### TASK OBJECTIVE
Copy the following lines verbatim: begin at the line that contains "shaker and give integer pixel coordinates." and stop after the final line of the entries.

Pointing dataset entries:
·····

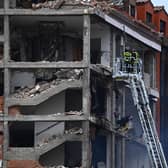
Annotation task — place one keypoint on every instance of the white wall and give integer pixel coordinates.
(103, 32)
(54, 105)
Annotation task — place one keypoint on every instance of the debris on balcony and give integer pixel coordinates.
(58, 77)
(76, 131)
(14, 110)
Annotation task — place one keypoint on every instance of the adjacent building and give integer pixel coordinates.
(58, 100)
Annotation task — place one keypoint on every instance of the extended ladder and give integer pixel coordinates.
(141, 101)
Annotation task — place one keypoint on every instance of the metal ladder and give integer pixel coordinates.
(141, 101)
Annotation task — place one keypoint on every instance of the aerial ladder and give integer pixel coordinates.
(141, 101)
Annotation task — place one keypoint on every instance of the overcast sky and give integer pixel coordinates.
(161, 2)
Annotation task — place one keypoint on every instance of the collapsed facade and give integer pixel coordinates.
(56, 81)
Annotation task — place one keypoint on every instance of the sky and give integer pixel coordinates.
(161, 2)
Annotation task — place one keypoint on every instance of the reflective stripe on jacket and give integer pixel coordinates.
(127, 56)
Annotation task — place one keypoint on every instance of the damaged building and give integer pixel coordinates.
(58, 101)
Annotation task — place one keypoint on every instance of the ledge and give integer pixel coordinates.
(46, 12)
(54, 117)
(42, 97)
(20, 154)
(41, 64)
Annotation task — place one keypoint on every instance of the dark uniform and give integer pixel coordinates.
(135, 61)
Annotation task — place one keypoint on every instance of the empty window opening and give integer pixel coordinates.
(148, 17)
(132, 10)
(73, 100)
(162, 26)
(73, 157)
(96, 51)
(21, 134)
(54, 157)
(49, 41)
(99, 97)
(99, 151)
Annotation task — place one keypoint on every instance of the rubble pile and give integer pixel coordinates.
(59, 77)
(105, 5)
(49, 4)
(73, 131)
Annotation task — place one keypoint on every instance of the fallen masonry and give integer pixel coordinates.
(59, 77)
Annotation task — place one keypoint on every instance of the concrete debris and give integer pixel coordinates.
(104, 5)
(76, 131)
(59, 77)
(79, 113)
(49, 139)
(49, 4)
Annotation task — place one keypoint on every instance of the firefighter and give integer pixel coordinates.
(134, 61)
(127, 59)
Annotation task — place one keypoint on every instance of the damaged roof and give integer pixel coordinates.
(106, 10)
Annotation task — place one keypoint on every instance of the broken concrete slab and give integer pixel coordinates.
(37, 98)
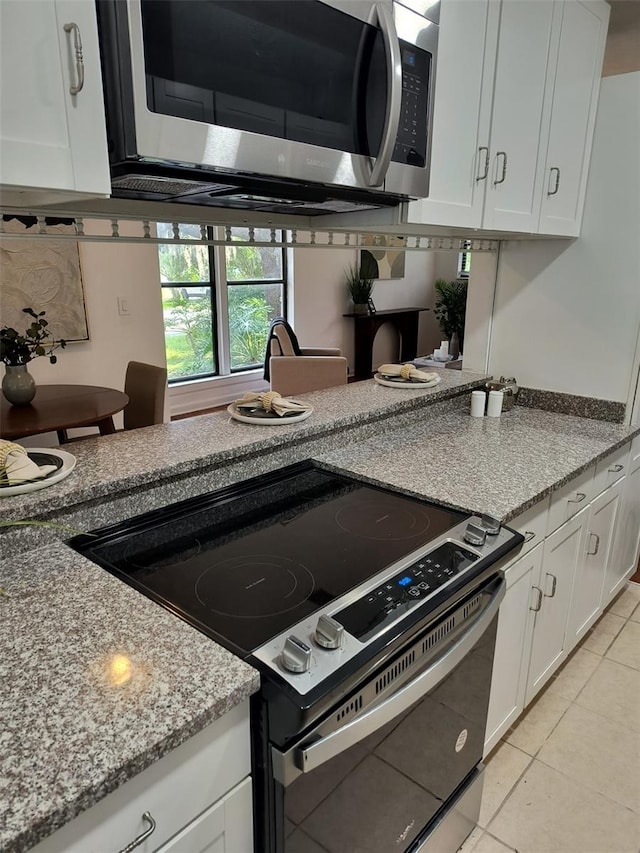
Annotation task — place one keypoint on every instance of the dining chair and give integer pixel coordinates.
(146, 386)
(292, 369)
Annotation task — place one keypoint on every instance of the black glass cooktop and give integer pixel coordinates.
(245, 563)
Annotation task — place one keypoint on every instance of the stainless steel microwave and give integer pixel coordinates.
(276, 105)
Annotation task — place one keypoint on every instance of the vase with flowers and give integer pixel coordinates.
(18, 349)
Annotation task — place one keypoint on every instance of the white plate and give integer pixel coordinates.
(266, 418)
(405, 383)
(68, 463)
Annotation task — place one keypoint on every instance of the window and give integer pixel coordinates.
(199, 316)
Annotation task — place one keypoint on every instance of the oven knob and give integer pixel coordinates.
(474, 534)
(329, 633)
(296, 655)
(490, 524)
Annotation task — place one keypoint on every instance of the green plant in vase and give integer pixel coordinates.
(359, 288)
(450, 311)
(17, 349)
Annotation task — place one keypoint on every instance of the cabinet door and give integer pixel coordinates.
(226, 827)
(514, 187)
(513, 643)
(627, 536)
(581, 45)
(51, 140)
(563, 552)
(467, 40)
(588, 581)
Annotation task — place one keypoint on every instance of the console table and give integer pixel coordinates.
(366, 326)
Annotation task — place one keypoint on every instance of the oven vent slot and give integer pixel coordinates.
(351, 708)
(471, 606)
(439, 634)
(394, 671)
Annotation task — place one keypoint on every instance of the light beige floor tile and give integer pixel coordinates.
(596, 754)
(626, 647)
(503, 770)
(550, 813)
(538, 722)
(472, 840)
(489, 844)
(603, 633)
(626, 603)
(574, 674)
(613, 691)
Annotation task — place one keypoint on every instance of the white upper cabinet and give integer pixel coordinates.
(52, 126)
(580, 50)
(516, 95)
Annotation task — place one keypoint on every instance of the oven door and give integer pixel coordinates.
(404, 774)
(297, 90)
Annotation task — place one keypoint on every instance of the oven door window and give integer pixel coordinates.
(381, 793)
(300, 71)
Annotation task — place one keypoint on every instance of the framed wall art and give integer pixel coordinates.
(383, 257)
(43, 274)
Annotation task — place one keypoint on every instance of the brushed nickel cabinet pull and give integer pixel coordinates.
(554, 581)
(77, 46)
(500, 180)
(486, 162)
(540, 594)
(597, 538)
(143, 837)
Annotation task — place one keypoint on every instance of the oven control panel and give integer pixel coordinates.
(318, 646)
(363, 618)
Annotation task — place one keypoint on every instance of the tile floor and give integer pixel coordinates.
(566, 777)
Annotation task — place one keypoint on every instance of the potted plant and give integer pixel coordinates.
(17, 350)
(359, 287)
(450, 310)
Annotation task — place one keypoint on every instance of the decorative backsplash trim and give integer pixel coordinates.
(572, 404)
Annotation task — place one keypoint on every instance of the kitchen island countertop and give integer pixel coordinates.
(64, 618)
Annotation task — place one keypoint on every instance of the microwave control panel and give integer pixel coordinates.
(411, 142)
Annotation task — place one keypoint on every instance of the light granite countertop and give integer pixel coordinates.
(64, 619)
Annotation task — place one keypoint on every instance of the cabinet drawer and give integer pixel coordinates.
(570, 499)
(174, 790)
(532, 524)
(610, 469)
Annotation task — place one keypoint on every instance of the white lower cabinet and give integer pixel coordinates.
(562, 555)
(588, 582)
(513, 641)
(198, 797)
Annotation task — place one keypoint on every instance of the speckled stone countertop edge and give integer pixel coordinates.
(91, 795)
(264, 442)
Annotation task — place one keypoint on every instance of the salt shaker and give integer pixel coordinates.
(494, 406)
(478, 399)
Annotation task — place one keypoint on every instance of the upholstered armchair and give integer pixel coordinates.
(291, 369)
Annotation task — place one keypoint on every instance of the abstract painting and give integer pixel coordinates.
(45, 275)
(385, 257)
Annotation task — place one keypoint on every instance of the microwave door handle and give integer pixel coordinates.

·····

### WRITTEN ANSWER
Annotation task — place one keypoint on every instance of the salt shaker and give integer pixel coordinates.
(494, 406)
(478, 399)
Annotation task — place one keypoint on every instance of the upholstered armchair and give integer pixel coordinates.
(291, 369)
Annotation task — place one keypoint on every instance of the abstract painting and give integer pixel coordinates.
(45, 275)
(385, 257)
Annotation task — place one keypoint on every instance of the microwave door handle and give integer pixel coordinates.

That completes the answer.